» **DATASET CONTENT**
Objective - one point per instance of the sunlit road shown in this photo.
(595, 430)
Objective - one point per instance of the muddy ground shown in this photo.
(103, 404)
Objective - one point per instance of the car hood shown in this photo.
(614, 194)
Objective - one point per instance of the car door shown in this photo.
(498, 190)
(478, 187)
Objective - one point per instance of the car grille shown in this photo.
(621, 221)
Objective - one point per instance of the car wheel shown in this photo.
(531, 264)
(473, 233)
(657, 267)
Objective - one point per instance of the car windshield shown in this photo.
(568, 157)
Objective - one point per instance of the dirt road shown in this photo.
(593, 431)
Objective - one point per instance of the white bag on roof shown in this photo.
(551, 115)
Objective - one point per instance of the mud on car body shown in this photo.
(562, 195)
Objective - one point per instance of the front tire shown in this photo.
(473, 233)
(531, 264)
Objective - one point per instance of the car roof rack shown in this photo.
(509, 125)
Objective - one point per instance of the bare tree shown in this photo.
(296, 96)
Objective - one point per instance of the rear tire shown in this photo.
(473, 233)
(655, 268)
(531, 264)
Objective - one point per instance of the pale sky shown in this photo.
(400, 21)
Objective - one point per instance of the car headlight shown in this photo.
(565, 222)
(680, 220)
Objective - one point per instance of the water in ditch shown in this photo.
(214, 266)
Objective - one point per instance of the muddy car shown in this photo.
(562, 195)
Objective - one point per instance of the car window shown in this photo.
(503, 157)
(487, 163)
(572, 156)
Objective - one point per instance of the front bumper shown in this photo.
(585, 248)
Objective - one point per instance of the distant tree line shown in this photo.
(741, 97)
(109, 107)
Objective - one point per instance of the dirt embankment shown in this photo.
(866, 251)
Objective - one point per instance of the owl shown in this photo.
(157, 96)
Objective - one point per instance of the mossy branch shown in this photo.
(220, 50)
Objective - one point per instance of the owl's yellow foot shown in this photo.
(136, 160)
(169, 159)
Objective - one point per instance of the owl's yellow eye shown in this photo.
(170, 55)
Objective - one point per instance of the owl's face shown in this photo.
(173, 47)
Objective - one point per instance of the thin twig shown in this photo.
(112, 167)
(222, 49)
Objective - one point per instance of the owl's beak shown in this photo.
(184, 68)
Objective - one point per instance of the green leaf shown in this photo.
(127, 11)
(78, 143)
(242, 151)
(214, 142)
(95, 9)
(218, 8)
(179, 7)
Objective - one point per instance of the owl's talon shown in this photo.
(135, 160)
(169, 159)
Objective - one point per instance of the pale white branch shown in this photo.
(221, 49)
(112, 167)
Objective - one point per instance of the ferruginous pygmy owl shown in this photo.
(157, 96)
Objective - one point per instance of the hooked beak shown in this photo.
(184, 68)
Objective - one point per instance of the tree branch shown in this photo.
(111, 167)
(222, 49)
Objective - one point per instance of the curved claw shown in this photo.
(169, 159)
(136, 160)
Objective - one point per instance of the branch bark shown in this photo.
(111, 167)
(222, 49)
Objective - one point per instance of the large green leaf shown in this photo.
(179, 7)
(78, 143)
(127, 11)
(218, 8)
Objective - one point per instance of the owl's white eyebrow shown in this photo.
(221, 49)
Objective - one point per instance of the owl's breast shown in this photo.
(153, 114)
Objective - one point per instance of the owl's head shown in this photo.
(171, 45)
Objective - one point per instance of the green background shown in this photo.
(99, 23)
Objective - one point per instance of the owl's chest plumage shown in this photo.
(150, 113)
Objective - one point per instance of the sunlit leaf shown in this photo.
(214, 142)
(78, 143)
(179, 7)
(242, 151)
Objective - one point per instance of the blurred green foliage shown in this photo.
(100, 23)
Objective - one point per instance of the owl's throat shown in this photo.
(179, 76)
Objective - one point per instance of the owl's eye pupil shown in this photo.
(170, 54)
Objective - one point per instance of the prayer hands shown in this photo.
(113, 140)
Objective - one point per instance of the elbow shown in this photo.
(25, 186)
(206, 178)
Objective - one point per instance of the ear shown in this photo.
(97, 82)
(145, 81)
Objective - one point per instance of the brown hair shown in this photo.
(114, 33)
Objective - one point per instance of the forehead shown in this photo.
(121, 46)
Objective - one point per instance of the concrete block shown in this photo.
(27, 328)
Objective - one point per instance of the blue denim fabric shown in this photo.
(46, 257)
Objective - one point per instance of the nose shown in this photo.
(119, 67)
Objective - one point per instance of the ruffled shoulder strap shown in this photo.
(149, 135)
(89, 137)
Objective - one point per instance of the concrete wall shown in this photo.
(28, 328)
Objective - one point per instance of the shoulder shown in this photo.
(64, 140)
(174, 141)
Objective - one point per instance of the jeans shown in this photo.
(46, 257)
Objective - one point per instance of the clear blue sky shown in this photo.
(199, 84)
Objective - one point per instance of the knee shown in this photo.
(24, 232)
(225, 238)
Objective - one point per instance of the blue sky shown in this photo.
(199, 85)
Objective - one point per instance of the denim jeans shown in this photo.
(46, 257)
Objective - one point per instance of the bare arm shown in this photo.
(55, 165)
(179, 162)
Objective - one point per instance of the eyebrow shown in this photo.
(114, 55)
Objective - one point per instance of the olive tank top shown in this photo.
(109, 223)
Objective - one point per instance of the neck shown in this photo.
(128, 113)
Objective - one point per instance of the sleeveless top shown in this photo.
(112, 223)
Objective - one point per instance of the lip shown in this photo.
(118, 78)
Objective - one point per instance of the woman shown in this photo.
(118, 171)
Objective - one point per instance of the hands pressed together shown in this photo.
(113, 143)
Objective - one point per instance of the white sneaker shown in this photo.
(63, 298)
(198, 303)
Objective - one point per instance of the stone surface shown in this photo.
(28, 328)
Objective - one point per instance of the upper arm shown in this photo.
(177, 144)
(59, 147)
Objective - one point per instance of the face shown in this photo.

» **AIM OF THE TASK**
Please rewrite all of the lines above, changing "Objective" to "Goal" and leaving everything else the same.

» **WRITTEN RESPONSE**
Goal - one point per instance of the sunlit road shown in this photo.
(595, 430)
Goal - one point per instance of the muddy ground shown in this photo.
(103, 404)
Goal - one point per instance of the car hood shown in this photo.
(614, 194)
Goal - one point per instance of the car door shown in this photo.
(498, 190)
(478, 187)
Goal - one point per instance of the car grille shown in this photo.
(621, 221)
Goal - one point per instance of the car wheel shown in this photo.
(531, 264)
(473, 233)
(657, 267)
Goal - one point per instance of the car windshield shown in this photo.
(568, 157)
Goal - one point per instance of the dirt road shown in this photo.
(593, 431)
Goal - one point per instance of the white bag on roof shown in this photo.
(551, 115)
Goal - one point per instance of the mud on car body shown in this photo.
(562, 195)
Goal - one point per instance of the front tire shown in this photo.
(473, 233)
(531, 264)
Goal - one point per instance of the car roof rack shown in this photo.
(509, 125)
Goal - one point per instance of the bare tree shown in this photo.
(296, 96)
Goal - one point per instance of the rear tire shown in this photo.
(473, 233)
(655, 268)
(531, 264)
Goal - one point per instance of the pale sky shown in this photo.
(400, 21)
Goal - one point per instance of the car headlight shown in this photo.
(565, 222)
(680, 220)
Goal - one point per instance of the water in ditch shown in this photo.
(214, 266)
Goal - one point per instance of the muddy car shown in this photo.
(562, 195)
Goal - one point per instance of the car window shown in this photo.
(503, 157)
(487, 163)
(572, 156)
Goal - one point per instance of the front bumper shown in this photo.
(585, 248)
Goal - one point per instance of the distant tree line shown in this photo.
(741, 97)
(109, 107)
Goal - one point per instance of the dirt embankment shown in this photo.
(866, 251)
Goal - one point per instance of the owl shown in this photo.
(157, 96)
Goal - one point per instance of the mossy branch shown in this photo.
(220, 50)
Goal - one point per instance of the owl's yellow foot shown in this photo.
(136, 160)
(169, 159)
Goal - one point per instance of the owl's yellow eye shown in this photo.
(170, 55)
Goal - one point per instance of the owl's face shown in this photo.
(173, 47)
Goal - one point per instance of the thin twig shown in this photo.
(112, 167)
(222, 49)
Goal - one point per instance of the owl's beak shown in this photo.
(184, 68)
Goal - one point per instance of the green leaf shown in this photo.
(127, 11)
(78, 143)
(242, 151)
(214, 142)
(95, 9)
(218, 8)
(179, 7)
Goal - one point per instance of the owl's talon shown in this photo.
(135, 160)
(169, 159)
Goal - one point per instance of the pale white branch shown in this photo.
(221, 49)
(112, 167)
Goal - one point per instance of the ferruginous pygmy owl shown in this photo.
(157, 96)
Goal - one point per instance of the hooked beak shown in this photo.
(184, 68)
Goal - one point per instance of the tree branch shown in this photo.
(111, 167)
(222, 49)
Goal - one point per instance of the curved claw shown in this photo.
(169, 159)
(136, 160)
Goal - one point per instance of the branch bark shown in this photo.
(111, 167)
(222, 49)
Goal - one point per instance of the large green leaf shown in this photo.
(179, 7)
(78, 143)
(127, 11)
(218, 8)
Goal - one point per instance of the owl's white eyebrow shown in this photo.
(221, 49)
Goal - one point per instance of the owl's breast shown in this photo.
(153, 114)
Goal - one point per instance of the owl's head shown in this photo.
(171, 45)
Goal - one point per instance of the green background shown in this photo.
(99, 23)
Goal - one point per instance of the owl's chest plumage shown in this photo.
(150, 113)
Goal - one point per instance of the sunlit leaf shown in this photo.
(214, 142)
(78, 143)
(179, 7)
(242, 151)
Goal - one point per instance of the blurred green foliage shown in this photo.
(100, 23)
Goal - one point per instance of the owl's throat shown in this photo.
(179, 76)
Goal - one point per instance of the owl's eye pupil shown in this photo.
(170, 54)
Goal - one point per instance of the prayer hands shown in this photo.
(113, 140)
Goal - one point per instance of the elbow shown in this photo.
(25, 186)
(206, 178)
Goal - one point per instance of the ear shown in this photo.
(97, 82)
(145, 81)
Goal - one point per instance of the brown hair shown in this photo.
(114, 33)
Goal - one point per instance of the forehead shown in this photo.
(121, 46)
Goal - one point per instance of the concrete block shown in this photo.
(27, 328)
Goal - one point per instance of the blue denim fabric shown in this photo.
(46, 257)
Goal - one point per instance of the nose shown in this photo.
(119, 67)
Goal - one point per instance of the ruffled shoulder strap shown in this photo.
(149, 135)
(89, 137)
Goal - one point per instance of the concrete wall shown in this photo.
(28, 328)
Goal - one point per instance of the shoulder shown in this photo.
(64, 140)
(174, 141)
Goal - one point per instance of the jeans shown in this photo.
(46, 257)
Goal - one point per instance of the clear blue sky shown in this photo.
(199, 84)
Goal - one point per instance of the knee shown in this photo.
(24, 232)
(225, 238)
Goal - one point per instance of the blue sky shown in this photo.
(199, 85)
Goal - one point per instance of the denim jeans shown in this photo.
(46, 257)
Goal - one point per instance of the bare arm shown in this photo.
(55, 165)
(179, 162)
Goal - one point per instance of the eyebrow shown in this photo.
(114, 55)
Goal - one point per instance of the olive tank top shown in this photo.
(109, 223)
Goal - one point per instance of the neck shown in this photo.
(128, 113)
Goal - one point per instance of the sleeveless top shown in this photo.
(112, 223)
Goal - one point per instance of the lip shown in this photo.
(118, 78)
Goal - one point per instance of the woman shown in this photo.
(118, 171)
Goal - one point per instance of the hands pressed together shown in this photo.
(113, 143)
Goal - one point per instance of the white sneaker shown in this photo.
(63, 298)
(198, 303)
Goal - one point per instance of the stone surface shown in this photo.
(28, 328)
Goal - one point per instance of the upper arm shown in this photo.
(177, 144)
(59, 147)
Goal - one point per instance of the face shown in this photo.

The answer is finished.